BEGIN Source material

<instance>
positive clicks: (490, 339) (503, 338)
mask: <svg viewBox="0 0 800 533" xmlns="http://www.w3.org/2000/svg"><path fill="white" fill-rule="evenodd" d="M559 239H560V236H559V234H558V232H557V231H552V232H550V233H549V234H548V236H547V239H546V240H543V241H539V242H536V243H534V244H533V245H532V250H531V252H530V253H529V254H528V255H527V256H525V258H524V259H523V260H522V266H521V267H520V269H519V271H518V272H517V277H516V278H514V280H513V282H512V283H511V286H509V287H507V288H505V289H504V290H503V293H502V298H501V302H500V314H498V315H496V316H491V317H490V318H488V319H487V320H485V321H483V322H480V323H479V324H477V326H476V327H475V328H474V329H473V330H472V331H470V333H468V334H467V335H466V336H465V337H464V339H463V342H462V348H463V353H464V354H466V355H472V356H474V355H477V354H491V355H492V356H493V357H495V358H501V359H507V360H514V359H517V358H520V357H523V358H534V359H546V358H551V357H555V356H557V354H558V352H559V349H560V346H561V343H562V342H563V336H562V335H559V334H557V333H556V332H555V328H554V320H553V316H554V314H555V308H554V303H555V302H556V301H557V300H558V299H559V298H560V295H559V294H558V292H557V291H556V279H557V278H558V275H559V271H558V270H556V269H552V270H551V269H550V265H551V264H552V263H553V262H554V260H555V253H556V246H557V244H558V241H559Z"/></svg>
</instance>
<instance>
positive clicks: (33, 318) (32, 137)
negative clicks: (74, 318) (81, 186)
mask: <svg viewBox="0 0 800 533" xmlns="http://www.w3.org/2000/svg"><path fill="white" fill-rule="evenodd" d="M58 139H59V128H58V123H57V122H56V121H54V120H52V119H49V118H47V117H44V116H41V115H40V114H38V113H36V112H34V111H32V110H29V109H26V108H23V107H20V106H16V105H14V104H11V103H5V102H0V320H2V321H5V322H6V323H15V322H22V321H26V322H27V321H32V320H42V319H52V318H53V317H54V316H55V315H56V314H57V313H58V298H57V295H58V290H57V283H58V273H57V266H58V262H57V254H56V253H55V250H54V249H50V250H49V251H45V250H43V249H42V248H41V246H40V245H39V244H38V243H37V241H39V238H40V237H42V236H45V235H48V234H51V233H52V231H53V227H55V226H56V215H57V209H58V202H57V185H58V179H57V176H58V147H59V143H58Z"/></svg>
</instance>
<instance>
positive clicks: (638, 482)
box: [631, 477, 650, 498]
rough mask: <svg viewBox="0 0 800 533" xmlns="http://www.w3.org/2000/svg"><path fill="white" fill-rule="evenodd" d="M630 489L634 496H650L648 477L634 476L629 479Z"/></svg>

END Source material

_Work to complete_: Give every line above again, word for word.

_Response to the exercise_:
<instance>
positive clicks: (490, 339) (503, 338)
mask: <svg viewBox="0 0 800 533" xmlns="http://www.w3.org/2000/svg"><path fill="white" fill-rule="evenodd" d="M559 239H560V236H559V234H558V232H557V231H552V232H550V233H549V234H548V236H547V239H546V240H543V241H539V242H536V243H534V244H533V245H532V250H531V252H530V253H529V254H528V255H527V256H525V258H524V259H523V260H522V266H521V267H520V269H519V271H518V272H517V277H516V278H514V280H513V282H512V283H511V286H509V287H507V288H505V289H504V290H503V293H502V298H501V302H500V314H498V315H496V316H491V317H490V318H488V319H487V320H485V321H483V322H480V323H479V324H477V326H476V327H475V328H474V329H473V330H472V331H470V333H468V334H467V335H466V336H465V337H464V339H463V342H462V348H463V353H464V354H466V355H472V356H474V355H477V354H491V355H492V356H493V357H495V358H501V359H507V360H514V359H517V358H520V357H523V358H534V359H546V358H551V357H555V356H557V354H558V352H559V349H560V346H561V343H562V342H563V336H562V335H559V334H557V333H556V332H555V328H554V320H553V316H554V314H555V308H554V303H555V302H556V301H557V300H558V299H559V298H560V295H559V294H558V292H557V291H556V279H557V278H558V275H559V271H558V270H556V269H552V270H551V269H550V265H551V264H552V263H553V262H554V260H555V253H556V246H557V244H558V241H559Z"/></svg>
</instance>
<instance>
positive clicks: (33, 318) (32, 137)
negative clicks: (74, 318) (81, 186)
mask: <svg viewBox="0 0 800 533" xmlns="http://www.w3.org/2000/svg"><path fill="white" fill-rule="evenodd" d="M58 139H59V128H58V123H57V122H56V121H54V120H52V119H49V118H47V117H44V116H41V115H40V114H38V113H36V112H34V111H32V110H29V109H26V108H23V107H20V106H16V105H14V104H11V103H5V102H0V320H2V321H5V322H6V323H15V322H22V321H26V322H27V321H32V320H42V319H52V318H53V317H54V316H55V315H56V314H57V313H58V298H57V295H58V290H57V283H58V273H57V266H58V262H57V254H56V253H55V250H54V249H50V250H49V251H45V250H43V249H42V248H41V246H40V245H39V244H38V243H37V241H39V238H40V237H42V236H45V235H48V234H51V233H52V231H53V227H55V226H56V215H57V209H58V202H57V185H58V179H57V176H58V147H59V143H58Z"/></svg>
</instance>
<instance>
positive clicks: (638, 482)
box: [631, 477, 650, 498]
rough mask: <svg viewBox="0 0 800 533" xmlns="http://www.w3.org/2000/svg"><path fill="white" fill-rule="evenodd" d="M630 489L634 496H650L648 477L634 476L629 479Z"/></svg>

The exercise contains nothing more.